#### [AIM OF THE EXERCISE]
State how many of the lines below contain the string "kitchen". Give the number alone.
** start PROVIDED MATERIAL **
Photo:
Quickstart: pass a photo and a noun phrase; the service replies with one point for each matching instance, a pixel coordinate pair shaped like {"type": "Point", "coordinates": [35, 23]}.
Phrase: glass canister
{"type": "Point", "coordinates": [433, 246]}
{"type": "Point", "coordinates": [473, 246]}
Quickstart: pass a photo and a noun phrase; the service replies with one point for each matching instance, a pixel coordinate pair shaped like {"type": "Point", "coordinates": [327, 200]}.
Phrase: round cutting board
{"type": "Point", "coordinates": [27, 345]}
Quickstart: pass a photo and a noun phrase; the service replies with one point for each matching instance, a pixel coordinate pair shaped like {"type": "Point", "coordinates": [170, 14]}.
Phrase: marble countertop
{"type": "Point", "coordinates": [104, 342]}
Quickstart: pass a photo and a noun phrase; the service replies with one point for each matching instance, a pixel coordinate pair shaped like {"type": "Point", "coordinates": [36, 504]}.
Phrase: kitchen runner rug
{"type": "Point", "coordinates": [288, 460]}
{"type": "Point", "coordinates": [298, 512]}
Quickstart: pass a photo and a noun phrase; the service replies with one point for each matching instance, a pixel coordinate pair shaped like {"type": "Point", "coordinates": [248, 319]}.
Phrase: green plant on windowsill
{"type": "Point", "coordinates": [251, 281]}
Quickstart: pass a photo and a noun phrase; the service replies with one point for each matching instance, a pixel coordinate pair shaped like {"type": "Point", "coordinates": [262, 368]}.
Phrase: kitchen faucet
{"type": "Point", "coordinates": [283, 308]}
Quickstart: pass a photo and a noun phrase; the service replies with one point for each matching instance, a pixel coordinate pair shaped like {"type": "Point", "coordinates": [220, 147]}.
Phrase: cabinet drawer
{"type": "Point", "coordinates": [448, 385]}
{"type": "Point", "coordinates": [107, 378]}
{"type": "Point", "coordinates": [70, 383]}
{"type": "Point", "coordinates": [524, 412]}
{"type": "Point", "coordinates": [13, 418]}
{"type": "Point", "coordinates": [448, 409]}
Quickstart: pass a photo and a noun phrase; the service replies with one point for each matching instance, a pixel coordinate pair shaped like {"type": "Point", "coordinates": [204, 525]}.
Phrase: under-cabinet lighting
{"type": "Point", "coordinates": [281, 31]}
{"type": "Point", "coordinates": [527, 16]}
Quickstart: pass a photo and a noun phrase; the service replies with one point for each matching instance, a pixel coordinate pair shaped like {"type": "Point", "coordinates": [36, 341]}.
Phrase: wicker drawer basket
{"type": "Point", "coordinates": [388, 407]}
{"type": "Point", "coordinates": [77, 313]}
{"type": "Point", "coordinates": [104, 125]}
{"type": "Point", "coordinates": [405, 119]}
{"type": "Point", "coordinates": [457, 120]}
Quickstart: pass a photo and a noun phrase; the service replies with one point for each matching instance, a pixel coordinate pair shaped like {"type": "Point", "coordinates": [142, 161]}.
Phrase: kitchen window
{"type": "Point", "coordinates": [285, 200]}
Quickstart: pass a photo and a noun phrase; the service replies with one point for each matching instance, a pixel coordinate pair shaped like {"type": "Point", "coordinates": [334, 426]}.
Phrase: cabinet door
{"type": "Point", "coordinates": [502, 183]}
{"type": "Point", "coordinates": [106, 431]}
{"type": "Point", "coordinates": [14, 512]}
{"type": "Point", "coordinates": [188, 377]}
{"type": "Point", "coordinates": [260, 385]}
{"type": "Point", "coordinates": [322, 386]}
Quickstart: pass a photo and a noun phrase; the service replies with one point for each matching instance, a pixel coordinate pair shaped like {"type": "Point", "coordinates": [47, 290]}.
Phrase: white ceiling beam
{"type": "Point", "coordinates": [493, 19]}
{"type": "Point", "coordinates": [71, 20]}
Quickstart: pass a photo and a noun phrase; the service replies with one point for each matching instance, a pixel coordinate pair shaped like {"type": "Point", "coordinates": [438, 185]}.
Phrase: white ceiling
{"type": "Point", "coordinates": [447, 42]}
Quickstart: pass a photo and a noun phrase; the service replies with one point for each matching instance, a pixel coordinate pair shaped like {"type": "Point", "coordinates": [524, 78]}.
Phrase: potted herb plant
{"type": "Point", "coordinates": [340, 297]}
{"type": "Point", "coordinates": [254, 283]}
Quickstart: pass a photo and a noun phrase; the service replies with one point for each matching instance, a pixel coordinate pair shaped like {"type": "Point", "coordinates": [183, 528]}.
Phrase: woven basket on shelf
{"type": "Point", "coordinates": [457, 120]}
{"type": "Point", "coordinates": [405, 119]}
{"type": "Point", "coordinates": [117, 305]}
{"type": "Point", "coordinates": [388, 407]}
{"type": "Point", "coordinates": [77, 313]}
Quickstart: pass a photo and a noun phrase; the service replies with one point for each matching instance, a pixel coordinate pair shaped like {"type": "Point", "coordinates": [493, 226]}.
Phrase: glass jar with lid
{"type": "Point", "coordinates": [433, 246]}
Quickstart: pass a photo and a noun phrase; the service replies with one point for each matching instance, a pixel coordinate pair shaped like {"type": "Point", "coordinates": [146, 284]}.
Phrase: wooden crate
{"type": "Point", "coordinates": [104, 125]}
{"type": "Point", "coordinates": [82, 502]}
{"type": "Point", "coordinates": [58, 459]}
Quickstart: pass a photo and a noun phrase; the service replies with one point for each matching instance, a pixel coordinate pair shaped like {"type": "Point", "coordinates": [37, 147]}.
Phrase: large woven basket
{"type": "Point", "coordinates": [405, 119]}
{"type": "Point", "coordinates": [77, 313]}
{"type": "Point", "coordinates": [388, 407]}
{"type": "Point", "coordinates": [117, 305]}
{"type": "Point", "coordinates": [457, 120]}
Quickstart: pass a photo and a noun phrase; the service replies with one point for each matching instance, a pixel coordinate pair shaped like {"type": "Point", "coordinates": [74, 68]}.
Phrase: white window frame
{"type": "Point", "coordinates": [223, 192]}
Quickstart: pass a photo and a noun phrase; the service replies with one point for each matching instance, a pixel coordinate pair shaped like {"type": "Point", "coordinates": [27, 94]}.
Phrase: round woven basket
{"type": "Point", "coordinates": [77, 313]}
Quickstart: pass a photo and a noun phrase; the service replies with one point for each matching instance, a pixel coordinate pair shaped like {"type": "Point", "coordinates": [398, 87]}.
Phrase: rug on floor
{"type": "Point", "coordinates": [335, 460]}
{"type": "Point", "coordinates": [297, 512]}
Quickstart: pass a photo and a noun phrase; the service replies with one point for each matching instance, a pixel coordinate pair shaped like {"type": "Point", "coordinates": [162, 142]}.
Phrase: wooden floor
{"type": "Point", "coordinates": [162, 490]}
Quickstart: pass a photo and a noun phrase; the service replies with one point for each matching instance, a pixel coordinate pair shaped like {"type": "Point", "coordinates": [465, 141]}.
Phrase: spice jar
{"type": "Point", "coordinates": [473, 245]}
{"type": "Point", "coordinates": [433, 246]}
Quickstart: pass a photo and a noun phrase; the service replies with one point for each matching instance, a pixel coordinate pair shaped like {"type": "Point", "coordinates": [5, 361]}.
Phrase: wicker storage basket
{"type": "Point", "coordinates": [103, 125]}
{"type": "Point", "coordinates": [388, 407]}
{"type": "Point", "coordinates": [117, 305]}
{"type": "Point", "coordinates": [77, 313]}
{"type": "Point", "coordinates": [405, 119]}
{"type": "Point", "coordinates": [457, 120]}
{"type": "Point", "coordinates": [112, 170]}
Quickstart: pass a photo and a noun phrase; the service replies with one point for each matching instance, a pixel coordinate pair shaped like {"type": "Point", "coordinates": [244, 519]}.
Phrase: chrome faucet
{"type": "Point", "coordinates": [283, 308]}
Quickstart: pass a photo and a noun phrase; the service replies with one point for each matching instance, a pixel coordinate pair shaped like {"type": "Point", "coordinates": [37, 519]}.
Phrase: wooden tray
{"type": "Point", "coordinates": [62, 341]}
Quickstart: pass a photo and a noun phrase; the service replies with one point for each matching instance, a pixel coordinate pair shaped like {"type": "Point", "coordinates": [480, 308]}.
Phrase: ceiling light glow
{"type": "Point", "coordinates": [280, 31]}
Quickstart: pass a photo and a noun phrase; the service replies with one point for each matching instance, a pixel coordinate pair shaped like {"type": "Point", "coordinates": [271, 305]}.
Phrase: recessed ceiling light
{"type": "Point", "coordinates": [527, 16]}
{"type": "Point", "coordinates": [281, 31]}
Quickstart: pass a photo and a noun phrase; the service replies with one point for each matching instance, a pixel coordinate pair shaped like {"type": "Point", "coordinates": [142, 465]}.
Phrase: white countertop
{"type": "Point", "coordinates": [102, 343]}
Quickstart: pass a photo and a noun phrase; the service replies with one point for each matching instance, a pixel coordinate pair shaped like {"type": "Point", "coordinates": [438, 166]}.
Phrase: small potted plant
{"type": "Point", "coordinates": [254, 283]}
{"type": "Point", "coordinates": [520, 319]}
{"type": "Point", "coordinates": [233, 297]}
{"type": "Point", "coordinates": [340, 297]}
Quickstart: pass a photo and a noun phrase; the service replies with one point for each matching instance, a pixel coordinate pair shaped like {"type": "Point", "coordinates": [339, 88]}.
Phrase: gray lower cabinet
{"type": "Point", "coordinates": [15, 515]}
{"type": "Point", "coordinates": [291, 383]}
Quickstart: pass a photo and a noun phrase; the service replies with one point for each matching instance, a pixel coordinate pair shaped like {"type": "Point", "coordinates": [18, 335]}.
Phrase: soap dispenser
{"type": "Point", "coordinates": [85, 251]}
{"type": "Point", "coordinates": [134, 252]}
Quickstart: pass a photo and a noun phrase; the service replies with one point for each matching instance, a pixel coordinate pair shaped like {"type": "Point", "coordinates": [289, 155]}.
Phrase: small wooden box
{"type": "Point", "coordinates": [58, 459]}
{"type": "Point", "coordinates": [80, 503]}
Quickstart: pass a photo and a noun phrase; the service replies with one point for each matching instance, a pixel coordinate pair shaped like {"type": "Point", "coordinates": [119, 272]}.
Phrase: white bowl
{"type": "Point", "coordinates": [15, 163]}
** end PROVIDED MATERIAL **
#### [TASK ANSWER]
3